[Opening Text under study section]

5.     And so, in order that the Scripture might be fulfilled he cried out "I thirst" asking for and then receiving a drink of wine vinegar from a sponge held up to his mouth on a stalk of hyssop.

B.     But in spite of the reality and intensity and significance of Jesus' physical thirst, I am convinced that something deeper is being expressed by this 5th word.

1.    Underlying his physical thirst is another kind of thirst that Jesus experienced in a deeper, more profound way on the cross--spiritual thirst.

2.    Jesus was speaking about is a spiritual craving for God, a longing that operates deep within the heart of every human being created in the image of God, a thirst that Jesus and Jesus alone can satisfy for all eternity. According to John's gospel this universal spiritual thirst can be quenched and satisfied only by the Holy Spirit, whom Jesus promised to give to all who will believe in him, and who will give to the believer eternal life. And it is this kind of thirst, this spiritual thirst, that Jesus experienced on the cross.

[Closing Text under study section]
[Opening Data excerpts section]

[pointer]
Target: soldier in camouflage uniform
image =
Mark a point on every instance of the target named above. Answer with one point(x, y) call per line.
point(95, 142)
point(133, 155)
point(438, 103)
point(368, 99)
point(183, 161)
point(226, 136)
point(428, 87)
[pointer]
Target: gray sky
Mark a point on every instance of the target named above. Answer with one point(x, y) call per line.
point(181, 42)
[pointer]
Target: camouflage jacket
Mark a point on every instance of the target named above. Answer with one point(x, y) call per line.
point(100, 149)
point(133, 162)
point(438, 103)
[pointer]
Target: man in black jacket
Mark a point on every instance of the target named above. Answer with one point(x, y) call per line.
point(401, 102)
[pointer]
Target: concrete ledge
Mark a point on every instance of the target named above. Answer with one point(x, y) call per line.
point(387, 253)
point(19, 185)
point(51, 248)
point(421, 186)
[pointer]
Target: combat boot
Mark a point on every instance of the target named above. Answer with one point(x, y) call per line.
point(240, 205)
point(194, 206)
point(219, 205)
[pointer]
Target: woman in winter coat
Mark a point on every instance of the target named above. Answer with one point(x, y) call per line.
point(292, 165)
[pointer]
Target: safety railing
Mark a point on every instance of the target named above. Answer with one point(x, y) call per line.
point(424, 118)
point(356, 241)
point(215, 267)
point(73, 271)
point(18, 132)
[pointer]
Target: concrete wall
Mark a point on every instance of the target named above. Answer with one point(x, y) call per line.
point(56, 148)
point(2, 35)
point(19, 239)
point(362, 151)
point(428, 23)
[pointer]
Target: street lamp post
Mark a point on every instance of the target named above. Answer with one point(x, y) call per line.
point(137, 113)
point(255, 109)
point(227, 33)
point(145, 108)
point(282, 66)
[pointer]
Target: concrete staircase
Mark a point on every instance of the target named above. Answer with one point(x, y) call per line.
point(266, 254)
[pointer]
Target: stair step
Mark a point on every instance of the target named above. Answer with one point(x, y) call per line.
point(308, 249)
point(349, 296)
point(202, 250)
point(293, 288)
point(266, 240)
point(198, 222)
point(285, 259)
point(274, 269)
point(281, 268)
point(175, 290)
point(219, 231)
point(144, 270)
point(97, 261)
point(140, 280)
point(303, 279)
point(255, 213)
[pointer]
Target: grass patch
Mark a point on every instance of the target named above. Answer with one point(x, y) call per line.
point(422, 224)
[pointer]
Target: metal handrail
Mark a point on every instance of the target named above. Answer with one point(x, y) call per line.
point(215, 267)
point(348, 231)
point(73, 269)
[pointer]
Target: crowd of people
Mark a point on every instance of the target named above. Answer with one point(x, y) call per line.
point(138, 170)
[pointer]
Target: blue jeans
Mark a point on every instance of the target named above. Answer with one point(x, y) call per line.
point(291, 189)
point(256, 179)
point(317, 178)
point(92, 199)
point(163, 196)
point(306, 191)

[Closing Data excerpts section]
[Opening Data excerpts section]

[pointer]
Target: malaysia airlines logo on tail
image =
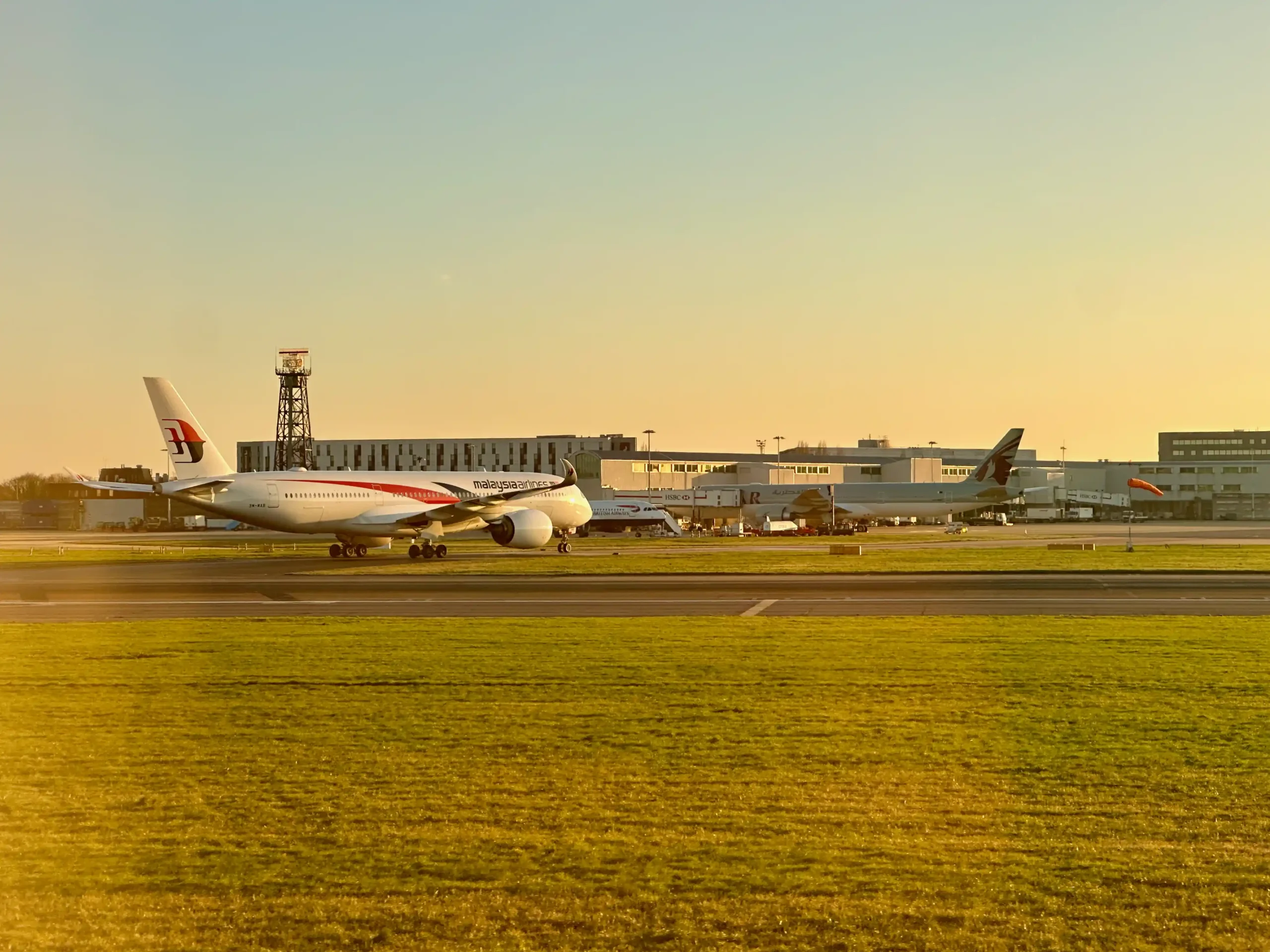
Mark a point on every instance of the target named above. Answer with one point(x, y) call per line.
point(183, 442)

[Closing Data excerpts section]

▸ What you will do:
Write out the passage from the sermon on Jesus' thirst between "B.     But in spite" and "the cross--spiritual thirst.", inclusive. Work from the sermon text only, not from the listing.

▸ Result of this task:
B.     But in spite of the reality and intensity and significance of Jesus' physical thirst, I am convinced that something deeper is being expressed by this 5th word.

1.    Underlying his physical thirst is another kind of thirst that Jesus experienced in a deeper, more profound way on the cross--spiritual thirst.